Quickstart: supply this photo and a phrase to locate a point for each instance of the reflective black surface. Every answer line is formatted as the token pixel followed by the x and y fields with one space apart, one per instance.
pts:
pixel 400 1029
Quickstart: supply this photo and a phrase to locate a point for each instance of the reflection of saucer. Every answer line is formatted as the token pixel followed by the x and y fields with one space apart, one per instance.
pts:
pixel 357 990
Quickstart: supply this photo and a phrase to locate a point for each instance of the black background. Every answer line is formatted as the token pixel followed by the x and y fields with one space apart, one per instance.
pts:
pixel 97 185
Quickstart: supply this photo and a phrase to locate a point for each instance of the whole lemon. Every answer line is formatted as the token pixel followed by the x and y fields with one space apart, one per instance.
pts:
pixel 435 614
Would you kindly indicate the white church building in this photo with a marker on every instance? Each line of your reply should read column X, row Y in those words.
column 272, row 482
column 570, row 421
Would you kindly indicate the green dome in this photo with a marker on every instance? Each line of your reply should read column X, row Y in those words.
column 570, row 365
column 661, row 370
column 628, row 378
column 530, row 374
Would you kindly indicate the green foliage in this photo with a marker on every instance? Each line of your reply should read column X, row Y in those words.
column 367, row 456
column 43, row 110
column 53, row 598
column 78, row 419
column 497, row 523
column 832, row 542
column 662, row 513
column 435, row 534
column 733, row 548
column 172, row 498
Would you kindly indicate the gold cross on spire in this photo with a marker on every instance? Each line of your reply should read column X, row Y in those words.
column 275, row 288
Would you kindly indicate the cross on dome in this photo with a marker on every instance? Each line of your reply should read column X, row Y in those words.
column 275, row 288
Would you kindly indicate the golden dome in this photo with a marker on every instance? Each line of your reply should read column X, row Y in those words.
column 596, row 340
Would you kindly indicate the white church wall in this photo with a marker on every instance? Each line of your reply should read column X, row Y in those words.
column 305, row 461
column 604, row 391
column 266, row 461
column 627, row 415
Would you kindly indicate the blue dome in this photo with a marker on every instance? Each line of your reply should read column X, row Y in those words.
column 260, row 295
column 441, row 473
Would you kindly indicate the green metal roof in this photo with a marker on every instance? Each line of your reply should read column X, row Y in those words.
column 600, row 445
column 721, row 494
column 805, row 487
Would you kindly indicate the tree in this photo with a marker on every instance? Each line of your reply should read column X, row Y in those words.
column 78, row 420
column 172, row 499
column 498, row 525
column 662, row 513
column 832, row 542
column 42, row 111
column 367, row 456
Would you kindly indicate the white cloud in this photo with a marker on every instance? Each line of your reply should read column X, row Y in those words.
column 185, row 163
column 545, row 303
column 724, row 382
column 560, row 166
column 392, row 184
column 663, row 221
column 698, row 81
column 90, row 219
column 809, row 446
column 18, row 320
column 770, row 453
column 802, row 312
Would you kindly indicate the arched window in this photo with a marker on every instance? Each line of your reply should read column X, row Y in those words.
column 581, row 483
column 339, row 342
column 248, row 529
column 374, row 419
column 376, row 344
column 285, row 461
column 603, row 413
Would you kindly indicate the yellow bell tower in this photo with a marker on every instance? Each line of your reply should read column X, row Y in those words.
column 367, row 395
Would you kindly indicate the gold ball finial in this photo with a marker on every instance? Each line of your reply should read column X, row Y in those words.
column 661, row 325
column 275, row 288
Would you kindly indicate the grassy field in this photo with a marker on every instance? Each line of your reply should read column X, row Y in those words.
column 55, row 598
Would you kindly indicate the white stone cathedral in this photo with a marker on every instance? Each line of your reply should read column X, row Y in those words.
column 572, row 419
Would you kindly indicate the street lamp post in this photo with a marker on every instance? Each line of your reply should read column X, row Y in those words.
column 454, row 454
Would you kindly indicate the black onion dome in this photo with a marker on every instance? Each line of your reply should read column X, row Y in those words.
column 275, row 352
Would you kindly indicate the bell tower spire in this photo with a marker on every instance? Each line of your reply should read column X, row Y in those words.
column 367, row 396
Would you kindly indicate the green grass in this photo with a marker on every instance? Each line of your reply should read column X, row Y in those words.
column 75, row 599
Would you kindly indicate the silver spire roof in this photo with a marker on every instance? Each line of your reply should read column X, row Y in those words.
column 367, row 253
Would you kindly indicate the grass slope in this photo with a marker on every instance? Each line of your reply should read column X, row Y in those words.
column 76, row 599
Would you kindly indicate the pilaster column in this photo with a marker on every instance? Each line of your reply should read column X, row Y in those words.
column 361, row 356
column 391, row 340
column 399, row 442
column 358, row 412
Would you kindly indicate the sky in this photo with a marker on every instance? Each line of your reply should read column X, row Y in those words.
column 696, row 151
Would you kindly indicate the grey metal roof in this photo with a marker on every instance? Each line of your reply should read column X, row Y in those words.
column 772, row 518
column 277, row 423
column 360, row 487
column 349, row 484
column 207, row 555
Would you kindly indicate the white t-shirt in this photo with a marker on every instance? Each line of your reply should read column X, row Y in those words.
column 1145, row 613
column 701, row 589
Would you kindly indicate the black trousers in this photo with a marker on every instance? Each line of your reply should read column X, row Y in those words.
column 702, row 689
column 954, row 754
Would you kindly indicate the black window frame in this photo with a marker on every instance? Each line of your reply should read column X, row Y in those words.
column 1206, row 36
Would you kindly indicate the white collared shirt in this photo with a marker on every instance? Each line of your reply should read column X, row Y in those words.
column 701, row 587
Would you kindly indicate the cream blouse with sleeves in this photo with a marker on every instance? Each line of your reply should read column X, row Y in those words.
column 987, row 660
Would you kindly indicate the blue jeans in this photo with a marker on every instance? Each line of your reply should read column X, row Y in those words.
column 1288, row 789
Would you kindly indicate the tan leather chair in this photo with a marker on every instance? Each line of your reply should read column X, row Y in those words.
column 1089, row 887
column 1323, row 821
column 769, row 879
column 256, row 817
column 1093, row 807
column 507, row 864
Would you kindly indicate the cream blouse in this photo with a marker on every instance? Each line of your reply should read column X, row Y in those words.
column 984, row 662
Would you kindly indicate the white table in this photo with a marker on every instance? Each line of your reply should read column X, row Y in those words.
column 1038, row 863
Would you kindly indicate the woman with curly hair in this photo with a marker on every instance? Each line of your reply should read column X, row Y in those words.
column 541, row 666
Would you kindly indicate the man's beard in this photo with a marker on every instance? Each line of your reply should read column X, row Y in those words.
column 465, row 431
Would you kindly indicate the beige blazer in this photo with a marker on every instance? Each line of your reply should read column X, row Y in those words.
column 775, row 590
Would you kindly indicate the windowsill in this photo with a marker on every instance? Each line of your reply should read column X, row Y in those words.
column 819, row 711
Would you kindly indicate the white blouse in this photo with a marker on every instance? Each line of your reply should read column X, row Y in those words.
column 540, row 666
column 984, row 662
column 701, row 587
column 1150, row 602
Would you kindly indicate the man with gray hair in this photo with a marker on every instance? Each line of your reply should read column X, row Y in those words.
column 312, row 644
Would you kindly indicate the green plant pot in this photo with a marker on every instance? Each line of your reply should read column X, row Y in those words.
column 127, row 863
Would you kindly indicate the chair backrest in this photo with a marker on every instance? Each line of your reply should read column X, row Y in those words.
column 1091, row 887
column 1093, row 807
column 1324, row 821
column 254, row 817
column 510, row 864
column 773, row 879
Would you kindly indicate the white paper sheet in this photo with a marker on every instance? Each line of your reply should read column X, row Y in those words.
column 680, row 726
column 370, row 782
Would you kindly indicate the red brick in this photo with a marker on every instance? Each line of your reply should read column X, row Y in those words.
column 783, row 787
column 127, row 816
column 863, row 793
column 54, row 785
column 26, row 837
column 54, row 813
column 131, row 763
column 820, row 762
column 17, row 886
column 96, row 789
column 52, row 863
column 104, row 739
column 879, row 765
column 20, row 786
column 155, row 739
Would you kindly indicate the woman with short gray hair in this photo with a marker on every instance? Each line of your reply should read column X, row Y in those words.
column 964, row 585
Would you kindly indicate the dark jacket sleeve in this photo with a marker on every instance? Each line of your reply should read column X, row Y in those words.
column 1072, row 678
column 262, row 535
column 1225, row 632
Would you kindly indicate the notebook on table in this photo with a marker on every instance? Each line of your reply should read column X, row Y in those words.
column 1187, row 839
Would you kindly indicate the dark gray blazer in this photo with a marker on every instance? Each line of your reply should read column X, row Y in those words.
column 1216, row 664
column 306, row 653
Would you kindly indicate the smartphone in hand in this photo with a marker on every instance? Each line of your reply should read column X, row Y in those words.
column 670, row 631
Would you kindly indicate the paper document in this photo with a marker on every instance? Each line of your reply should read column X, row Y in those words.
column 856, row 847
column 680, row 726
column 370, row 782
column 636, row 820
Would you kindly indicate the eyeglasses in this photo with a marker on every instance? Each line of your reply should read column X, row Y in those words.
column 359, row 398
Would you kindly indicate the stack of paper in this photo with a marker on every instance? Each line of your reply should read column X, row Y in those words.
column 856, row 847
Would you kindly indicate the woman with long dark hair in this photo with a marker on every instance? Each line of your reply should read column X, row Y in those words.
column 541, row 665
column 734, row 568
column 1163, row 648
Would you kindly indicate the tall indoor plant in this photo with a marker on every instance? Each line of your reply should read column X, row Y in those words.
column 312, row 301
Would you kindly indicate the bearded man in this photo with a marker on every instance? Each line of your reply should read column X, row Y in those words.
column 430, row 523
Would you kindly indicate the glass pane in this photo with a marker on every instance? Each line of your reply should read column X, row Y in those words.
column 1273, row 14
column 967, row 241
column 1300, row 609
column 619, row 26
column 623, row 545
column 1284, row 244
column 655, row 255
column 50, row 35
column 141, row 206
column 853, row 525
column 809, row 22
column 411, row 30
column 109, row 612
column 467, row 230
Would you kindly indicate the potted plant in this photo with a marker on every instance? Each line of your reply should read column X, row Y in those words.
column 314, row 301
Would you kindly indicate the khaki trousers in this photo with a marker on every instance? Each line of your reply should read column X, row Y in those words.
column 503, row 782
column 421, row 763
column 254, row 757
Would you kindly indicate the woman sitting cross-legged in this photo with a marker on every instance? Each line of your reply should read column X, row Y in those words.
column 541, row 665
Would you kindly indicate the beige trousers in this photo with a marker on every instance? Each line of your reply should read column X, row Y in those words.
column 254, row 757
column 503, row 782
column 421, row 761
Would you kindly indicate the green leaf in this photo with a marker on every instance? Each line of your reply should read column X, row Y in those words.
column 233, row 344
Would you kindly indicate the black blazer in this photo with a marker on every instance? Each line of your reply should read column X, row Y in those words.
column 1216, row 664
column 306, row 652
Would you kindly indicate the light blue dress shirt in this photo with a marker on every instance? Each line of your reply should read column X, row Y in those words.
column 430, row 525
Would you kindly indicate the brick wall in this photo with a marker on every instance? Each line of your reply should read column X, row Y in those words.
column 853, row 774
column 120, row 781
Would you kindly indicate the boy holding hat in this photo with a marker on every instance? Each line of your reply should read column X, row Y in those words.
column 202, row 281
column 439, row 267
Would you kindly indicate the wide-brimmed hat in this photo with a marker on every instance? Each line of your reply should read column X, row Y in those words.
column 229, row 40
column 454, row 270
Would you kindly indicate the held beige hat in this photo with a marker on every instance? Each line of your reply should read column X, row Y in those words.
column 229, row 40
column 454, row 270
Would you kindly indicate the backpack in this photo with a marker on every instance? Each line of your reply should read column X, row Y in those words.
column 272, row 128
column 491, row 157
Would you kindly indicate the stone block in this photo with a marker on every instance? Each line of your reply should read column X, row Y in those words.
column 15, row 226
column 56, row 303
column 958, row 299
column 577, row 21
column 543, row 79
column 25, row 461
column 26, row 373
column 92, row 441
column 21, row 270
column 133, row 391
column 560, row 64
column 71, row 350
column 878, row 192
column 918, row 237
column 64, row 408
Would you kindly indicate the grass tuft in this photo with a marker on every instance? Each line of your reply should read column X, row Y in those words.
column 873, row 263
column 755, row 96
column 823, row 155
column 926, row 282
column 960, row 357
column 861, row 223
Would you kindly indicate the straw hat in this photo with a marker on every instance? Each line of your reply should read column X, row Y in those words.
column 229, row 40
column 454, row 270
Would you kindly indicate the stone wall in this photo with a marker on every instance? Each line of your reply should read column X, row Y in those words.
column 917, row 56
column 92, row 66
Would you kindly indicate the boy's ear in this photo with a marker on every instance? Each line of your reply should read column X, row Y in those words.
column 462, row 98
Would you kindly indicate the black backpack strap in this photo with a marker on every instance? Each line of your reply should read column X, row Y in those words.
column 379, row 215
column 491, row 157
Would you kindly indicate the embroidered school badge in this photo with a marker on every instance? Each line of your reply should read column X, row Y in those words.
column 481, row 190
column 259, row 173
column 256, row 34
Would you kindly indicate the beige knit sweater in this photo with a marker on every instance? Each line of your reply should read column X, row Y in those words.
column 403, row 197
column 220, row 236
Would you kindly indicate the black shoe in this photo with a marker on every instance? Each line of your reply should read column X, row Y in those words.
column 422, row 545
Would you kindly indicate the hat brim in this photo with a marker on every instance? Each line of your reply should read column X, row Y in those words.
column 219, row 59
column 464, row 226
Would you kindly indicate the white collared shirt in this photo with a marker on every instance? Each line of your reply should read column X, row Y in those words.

━━━━━━

== THE EXERCISE ==
Copy the stretch of records from the start through the line with "column 172, row 498", and swap "marker" for "pin" with everything else left as it is.

== RESULT OF THIS TASK ==
Quickstart: supply this photo and a phrase to locate a point for each instance of the reflective black surface. Every answer line is formatted as the token pixel followed by the x and y fields with one space apart, one per instance.
pts:
pixel 400 1029
Quickstart: supply this photo and a phrase to locate a point for each instance of the reflection of saucer. Every answer line is formatted as the token pixel followed by the x and y fields with one space apart, one per instance.
pts:
pixel 357 990
Quickstart: supply this photo and a phrase to locate a point for each instance of the black background. Every answer line is formatted as the token pixel followed by the x and y fields with one space apart, one per instance.
pts:
pixel 97 185
Quickstart: supply this photo and a phrase to locate a point for each instance of the whole lemon. Every answer line is formatted as the token pixel followed by the x and y fields with one space apart, one per instance.
pts:
pixel 435 614
Would you kindly indicate the white church building in this photo with a pin on every instance? Each line of your reply should read column X, row Y in those words.
column 272, row 482
column 570, row 421
Would you kindly indicate the green dome in this photo with a pin on every instance? Each line of your reply should read column X, row Y in those words.
column 570, row 365
column 661, row 370
column 628, row 378
column 530, row 374
Would you kindly indicate the green foliage in this photo with a pin on every instance? Each line of your reply should read column X, row Y in those words.
column 367, row 456
column 43, row 110
column 53, row 598
column 78, row 419
column 497, row 523
column 832, row 542
column 662, row 513
column 435, row 534
column 733, row 548
column 172, row 498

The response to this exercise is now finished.